### Exercise directions
According to the Hackystat sensor data specification below, which six fields must every sensor data instance provide?

### Document excerpt
------------------------------------------------

My favorites | Sign in
Project Logo
                
Search
for
Updated Jul 27, 2009 by zsxking
SensorDataTypeSpecifications  
Documents the expected and optional properties associated with Sensor Data Types.

1.0 Introduction

One very important kind of information collected by Hackystat is called "Sensor Data". As its name implies, this is data that is collected by "sensors", which are small software plugins attached to tools in the development environment.

All sensor data instances are required to provide six required fields: timestamp, runtime, sensordatatype, resource, owner and tool.

In addition, sensor data instances can provide any number of optional fields which provide domain-specific information. For example, a sensor attached to an editor might want to provide information about the type of editing event that triggered the sensor. A sensor attached to a code complexity tool might want to provide information about complexity values, and so forth.

For higher level analyses to operate efficiently and effectively, they must have some way of quickly determining which sensor data instances are relevant to them, as well as some expectation about the nature of the optional fields available. In the same way, sensors for tools with similar purposes should use the same optional fields in the same way so that analyses can interoperate.

------------------------------------------------

### Provided data
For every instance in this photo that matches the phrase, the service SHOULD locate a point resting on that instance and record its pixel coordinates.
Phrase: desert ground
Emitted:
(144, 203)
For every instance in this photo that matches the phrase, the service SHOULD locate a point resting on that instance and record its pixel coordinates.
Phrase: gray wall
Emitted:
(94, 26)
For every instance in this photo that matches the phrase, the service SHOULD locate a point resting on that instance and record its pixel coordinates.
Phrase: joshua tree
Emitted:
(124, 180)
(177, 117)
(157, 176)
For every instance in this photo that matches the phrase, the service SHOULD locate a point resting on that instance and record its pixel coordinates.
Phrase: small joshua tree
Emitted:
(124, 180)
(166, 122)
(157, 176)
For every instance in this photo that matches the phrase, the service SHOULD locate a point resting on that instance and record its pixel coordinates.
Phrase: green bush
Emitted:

------------------------------------------------

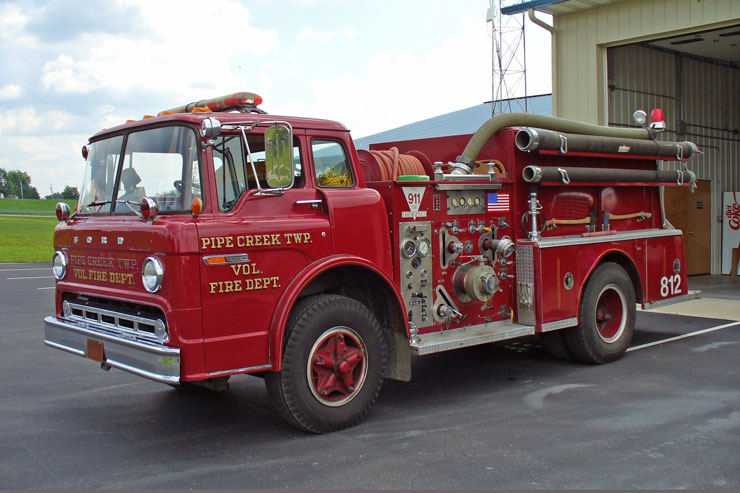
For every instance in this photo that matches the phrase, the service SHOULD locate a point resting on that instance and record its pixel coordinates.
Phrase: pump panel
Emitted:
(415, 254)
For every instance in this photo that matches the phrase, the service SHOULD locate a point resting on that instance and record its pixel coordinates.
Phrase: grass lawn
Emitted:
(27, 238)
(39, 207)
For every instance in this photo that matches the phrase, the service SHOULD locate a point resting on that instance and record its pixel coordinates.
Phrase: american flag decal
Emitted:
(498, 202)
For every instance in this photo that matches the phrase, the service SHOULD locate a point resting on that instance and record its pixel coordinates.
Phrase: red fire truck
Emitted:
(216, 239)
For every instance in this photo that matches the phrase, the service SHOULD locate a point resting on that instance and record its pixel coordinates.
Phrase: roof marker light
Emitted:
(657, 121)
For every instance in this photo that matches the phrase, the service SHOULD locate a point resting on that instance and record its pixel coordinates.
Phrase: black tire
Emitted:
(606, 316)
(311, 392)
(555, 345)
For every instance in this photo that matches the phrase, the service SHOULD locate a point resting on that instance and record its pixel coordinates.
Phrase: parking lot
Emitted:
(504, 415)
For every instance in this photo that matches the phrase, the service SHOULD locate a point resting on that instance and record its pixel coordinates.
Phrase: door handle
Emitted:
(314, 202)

------------------------------------------------

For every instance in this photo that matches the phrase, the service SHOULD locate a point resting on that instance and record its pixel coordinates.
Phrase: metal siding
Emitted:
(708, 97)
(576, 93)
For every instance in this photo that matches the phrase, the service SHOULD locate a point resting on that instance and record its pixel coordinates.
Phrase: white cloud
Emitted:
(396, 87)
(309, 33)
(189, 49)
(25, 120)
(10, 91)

------------------------------------------------

### Exercise answer
Timestamp, runtime, sensordatatype, resource, owner and tool.